[start Dataset content]
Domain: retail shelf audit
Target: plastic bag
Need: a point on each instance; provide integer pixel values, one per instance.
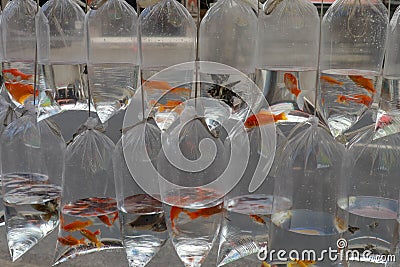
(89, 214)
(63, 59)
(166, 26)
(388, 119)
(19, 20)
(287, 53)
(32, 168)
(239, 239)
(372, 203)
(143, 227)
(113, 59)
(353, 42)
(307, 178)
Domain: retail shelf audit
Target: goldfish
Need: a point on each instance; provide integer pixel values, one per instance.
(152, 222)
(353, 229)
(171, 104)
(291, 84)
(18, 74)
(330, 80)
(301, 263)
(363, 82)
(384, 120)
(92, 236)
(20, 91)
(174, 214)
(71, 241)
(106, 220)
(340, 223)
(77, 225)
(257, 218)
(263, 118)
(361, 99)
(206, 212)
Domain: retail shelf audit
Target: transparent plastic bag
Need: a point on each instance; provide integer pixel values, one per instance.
[end Dataset content]
- [Short problem]:
Copy every one of the rows above word for word, leaving the pictures out of your answer.

- [Answer below]:
Domain: retail shelf audit
Target: plastic bag
Need: a point on each instance; provide integer pixel values, one per instance.
(89, 214)
(63, 59)
(166, 26)
(388, 119)
(19, 20)
(287, 53)
(32, 168)
(239, 239)
(372, 203)
(143, 227)
(113, 59)
(353, 42)
(307, 178)
Domain: retail shelf audit
Target: goldfish
Need: a point on each instance; provide integer pixel values, one per instance.
(152, 222)
(353, 229)
(171, 104)
(291, 84)
(18, 74)
(330, 80)
(301, 263)
(363, 82)
(384, 120)
(92, 236)
(20, 91)
(174, 214)
(71, 241)
(106, 220)
(340, 223)
(77, 225)
(257, 218)
(263, 118)
(361, 99)
(206, 212)
Domain: retail shelf audit
Target: transparent plastic bag
Need: a point on each instance; provide integer pixel values, one per instance.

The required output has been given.